#### Exercise objective
Using the material that follows, output exactly the lines from the one containing "Target: deep orange carrot" through the one containing "Where can you see the carrot skin", with both ends kept.
*** Opening Records shown ***
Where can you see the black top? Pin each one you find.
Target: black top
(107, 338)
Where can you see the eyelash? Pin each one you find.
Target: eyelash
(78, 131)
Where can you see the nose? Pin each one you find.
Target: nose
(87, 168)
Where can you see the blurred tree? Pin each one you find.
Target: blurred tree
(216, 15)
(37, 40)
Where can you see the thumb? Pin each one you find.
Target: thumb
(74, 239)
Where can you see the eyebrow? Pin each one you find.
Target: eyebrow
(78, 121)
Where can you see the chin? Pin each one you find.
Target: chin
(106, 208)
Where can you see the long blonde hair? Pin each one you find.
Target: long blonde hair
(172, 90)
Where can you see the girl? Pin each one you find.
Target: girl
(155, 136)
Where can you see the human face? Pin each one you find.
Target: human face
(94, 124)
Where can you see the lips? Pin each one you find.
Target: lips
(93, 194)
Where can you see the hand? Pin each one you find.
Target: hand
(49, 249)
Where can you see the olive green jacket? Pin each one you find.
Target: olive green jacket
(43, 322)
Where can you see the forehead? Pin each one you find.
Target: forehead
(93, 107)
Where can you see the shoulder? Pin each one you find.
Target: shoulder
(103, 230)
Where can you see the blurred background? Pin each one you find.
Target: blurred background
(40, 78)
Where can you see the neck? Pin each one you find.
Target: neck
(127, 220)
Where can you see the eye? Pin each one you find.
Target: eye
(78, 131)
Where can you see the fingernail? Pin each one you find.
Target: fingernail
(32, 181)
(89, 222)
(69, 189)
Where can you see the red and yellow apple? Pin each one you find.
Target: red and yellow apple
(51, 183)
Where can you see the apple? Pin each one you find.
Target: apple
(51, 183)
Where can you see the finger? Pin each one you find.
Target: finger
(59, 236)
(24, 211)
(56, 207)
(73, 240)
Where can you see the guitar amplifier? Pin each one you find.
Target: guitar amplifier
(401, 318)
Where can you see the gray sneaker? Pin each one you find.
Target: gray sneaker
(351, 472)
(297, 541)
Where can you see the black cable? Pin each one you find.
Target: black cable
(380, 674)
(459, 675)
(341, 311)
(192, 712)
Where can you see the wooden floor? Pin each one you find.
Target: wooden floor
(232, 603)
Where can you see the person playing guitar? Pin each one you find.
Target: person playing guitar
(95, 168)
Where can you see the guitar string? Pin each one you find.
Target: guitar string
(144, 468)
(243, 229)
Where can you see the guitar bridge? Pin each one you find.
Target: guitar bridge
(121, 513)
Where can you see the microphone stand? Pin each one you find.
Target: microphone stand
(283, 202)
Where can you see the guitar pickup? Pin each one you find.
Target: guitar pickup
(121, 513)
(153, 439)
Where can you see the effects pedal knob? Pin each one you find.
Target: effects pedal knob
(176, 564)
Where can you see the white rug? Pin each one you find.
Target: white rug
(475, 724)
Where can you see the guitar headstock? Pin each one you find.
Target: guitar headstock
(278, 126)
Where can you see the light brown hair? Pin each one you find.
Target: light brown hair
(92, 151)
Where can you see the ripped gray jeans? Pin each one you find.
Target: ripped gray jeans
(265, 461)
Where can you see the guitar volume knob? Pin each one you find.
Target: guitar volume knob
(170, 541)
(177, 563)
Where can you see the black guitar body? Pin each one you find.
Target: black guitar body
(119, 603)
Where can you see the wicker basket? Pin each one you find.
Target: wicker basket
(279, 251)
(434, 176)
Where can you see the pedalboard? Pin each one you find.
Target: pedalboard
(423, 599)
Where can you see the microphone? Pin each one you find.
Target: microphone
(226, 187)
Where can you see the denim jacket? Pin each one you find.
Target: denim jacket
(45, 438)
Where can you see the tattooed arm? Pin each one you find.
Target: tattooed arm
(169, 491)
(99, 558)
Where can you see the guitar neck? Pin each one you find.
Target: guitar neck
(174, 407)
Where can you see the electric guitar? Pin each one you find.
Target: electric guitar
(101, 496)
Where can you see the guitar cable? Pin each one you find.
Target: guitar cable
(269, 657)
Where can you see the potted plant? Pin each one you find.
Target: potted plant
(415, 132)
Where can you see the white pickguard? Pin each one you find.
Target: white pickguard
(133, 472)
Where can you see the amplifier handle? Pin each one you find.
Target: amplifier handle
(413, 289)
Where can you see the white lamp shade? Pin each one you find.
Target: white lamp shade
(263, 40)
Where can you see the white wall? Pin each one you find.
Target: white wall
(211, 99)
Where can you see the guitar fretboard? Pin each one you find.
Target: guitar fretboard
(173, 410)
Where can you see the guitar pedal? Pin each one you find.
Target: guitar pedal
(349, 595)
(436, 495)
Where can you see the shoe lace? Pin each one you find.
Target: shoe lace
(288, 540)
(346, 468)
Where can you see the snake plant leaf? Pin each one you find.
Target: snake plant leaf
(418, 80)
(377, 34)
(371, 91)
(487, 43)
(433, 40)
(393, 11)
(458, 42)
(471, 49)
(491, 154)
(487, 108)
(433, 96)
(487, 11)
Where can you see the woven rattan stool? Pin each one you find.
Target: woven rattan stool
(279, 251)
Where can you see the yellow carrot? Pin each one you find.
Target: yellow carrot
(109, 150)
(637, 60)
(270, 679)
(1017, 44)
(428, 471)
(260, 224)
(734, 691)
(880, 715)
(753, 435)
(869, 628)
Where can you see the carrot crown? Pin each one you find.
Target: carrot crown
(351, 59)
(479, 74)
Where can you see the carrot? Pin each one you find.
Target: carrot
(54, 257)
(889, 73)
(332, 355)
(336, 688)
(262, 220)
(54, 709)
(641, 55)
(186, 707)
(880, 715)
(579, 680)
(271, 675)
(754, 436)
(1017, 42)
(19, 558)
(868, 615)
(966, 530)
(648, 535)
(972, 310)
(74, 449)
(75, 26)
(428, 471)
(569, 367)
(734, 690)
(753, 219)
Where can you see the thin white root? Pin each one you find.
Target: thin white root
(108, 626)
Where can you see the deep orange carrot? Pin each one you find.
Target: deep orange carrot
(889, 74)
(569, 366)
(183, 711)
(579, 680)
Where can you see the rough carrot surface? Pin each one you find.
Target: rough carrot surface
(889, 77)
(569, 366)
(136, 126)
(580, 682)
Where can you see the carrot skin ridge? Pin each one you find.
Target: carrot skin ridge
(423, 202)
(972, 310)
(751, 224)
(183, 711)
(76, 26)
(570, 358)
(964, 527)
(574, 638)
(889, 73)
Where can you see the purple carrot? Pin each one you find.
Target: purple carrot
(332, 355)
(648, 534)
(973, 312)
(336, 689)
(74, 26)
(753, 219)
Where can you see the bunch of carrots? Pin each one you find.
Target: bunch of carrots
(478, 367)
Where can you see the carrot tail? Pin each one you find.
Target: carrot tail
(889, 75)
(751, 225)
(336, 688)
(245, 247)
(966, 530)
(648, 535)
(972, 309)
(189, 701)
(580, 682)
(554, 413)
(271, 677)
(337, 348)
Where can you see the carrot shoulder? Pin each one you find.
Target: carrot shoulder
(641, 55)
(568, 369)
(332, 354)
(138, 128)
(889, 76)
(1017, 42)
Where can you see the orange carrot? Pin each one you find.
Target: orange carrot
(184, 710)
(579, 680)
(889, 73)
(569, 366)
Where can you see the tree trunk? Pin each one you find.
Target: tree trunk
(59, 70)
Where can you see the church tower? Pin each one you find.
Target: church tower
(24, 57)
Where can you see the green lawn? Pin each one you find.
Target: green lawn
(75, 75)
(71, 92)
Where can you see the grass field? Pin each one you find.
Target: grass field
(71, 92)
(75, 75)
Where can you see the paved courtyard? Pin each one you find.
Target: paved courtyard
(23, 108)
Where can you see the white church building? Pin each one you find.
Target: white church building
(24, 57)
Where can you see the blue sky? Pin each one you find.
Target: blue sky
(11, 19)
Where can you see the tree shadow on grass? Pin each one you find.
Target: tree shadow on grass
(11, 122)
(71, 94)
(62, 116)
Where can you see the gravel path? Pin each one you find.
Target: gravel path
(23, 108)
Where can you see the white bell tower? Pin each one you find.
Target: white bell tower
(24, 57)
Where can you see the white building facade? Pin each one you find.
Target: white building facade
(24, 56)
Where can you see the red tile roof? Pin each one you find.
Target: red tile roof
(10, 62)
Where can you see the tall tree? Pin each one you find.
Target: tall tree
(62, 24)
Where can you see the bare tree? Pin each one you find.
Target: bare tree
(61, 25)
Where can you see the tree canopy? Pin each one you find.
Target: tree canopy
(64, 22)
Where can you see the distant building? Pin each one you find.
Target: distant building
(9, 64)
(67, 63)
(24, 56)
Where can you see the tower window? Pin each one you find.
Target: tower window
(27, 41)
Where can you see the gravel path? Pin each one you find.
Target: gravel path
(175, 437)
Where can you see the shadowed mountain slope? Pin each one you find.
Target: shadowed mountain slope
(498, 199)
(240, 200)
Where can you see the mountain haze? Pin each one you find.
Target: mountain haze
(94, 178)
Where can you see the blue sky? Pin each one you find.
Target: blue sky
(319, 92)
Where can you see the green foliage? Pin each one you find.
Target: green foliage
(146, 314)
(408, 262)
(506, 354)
*** Closing Records shown ***
#### Written solution
Target: deep orange carrot
(889, 74)
(569, 366)
(183, 711)
(579, 680)
Where can you see the rough carrot surface? Pin each one you find.
Target: rough carrot surface
(889, 77)
(569, 366)
(136, 126)
(580, 682)
Where can you see the carrot skin ridge? Pin each one you find.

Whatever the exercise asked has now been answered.